CHALLENGE: From the oyster mushroom recipe, extract the passage that begins with the words "How to make" and ends with "to the side.", copying it without any changes.

PASSAGE TO READ:
•••

There is nothing I love more in a recipe than TEXTURE. CONTRAST. And these crispy oyster mushrooms on cold soba noodles do it. This recipe is the perfect contrast of flavors, textures, and color. It’s one of my favorite recipes to look at, and equally one of my favorite recipes to eat. The herby dressing pulls everything together with a surprising brightness, and the rich, almost nutty, yellow oyster mushrooms truly shine next to chilled, refreshing soba noodles.
Outside of whipping up a quick blender dressing, this recipe is just about pan-frying the mushrooms (I know, I love a ‘shroom right now), boiling the noodles and then adding in the eggs. It can be thrown together as a quick weeknight meal, or you can dress it up for a more fun and interactive date night. If it were me, I’d put the herby dressing to the side and dip the soba noodles like there is no tomorrow, but if you’re into ~plating~ you can copy what we did here! The world is you oyster (mushroom) 😉

Table of contents

Ingredients for these oyster mushrooms on cold soba noodles
For the herb dressing
- 2 tbsp lemon juice
- 1 tbsp white wine vinegar
- 1 tbsp honey
- 1/2 tbsp dijon mustard
- 3Â garlic cloves
- 1Â shallot
- 1/3 cup basil
- 1/3 cup tarragon
- 1/3 cup parsley
- 1/2 tsp kosher salt
- 1/2 cup extra virgin olive oil
- 1/2 cup ice water, plus more as needed
For the recipe
- 1 head yellow oyster mushroom
- olive oil and salt to taste
- 6 ounces soba noodles
- 2-4 large eggs
- 1 tbsp chili crisp or chili oil, optional

How to make this soba noodle salad recipe
- First, begin by blending together all of the ingredients for the herb dressing in a small blender, except for the water. Add the ice water as needed to thin out the dressing, then set to the side.

•••

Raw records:
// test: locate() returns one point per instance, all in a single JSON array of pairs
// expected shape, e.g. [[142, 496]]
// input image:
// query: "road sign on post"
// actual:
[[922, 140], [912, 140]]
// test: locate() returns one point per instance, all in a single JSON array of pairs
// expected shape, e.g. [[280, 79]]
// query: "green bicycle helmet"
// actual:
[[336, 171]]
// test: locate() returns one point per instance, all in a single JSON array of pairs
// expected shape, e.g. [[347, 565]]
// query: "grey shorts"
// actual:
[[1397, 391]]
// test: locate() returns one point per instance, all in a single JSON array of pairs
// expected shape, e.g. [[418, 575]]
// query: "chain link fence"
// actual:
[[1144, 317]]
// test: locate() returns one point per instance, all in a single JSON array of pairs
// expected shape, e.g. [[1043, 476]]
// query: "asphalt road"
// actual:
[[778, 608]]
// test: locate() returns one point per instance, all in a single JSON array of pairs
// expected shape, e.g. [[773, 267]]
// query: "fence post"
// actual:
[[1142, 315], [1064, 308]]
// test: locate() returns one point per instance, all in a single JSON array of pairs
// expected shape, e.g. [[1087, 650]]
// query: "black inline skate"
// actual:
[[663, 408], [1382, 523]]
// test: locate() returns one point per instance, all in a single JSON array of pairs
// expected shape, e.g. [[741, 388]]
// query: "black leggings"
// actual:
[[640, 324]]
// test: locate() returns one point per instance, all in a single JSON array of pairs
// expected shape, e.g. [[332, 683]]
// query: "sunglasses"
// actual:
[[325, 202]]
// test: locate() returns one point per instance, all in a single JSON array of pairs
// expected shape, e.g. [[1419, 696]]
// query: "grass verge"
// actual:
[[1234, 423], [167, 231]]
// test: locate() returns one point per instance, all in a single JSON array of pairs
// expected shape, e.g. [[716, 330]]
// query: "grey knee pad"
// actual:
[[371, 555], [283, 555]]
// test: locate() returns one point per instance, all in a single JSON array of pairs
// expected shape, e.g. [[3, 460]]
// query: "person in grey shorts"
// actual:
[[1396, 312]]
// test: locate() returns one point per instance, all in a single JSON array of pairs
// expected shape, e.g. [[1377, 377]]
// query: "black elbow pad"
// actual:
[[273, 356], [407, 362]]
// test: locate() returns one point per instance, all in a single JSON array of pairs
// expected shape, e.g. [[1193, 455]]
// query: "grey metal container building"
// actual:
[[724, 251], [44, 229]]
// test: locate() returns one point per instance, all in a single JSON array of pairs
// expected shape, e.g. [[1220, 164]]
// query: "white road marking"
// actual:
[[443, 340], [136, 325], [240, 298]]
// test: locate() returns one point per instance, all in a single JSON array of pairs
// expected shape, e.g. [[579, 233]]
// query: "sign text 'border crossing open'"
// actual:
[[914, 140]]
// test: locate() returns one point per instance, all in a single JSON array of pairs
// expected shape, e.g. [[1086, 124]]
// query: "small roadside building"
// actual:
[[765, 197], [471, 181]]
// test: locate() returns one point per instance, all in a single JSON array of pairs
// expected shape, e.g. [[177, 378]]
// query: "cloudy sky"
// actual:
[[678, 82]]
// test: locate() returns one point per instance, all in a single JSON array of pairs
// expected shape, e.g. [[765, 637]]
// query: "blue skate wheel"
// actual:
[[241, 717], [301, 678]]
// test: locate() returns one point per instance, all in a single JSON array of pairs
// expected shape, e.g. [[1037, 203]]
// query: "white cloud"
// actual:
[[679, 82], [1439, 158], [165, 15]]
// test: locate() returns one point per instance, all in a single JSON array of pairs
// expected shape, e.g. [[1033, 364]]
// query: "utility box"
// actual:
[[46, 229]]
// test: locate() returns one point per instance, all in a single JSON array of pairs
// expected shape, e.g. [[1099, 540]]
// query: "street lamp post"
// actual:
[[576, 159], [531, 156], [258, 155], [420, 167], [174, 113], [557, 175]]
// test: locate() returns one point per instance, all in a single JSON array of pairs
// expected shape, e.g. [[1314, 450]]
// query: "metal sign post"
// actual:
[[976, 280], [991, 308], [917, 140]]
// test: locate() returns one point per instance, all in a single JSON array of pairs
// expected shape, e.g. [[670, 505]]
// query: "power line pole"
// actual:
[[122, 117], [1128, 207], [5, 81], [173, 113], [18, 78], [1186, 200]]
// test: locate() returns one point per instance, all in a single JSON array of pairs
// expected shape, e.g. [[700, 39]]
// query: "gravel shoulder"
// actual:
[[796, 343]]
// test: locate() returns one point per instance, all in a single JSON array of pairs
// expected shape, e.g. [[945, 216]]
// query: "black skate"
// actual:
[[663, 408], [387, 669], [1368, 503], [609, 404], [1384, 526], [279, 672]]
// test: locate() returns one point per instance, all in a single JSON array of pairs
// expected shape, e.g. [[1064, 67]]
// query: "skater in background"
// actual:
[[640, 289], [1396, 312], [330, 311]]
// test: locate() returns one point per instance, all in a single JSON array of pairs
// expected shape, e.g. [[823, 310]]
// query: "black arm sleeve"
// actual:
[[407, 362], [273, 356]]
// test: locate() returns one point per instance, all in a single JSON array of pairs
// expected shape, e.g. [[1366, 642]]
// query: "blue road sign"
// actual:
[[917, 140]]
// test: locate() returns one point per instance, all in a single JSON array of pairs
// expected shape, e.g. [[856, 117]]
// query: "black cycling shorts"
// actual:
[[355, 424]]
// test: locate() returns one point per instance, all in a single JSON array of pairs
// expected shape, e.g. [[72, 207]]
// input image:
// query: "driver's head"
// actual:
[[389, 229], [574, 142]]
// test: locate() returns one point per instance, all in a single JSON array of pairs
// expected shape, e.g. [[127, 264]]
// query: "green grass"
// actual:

•••

TASK SOLUTION:
How to make this soba noodle salad recipe
- First, begin by blending together all of the ingredients for the herb dressing in a small blender, except for the water. Add the ice water as needed to thin out the dressing, then set to the side.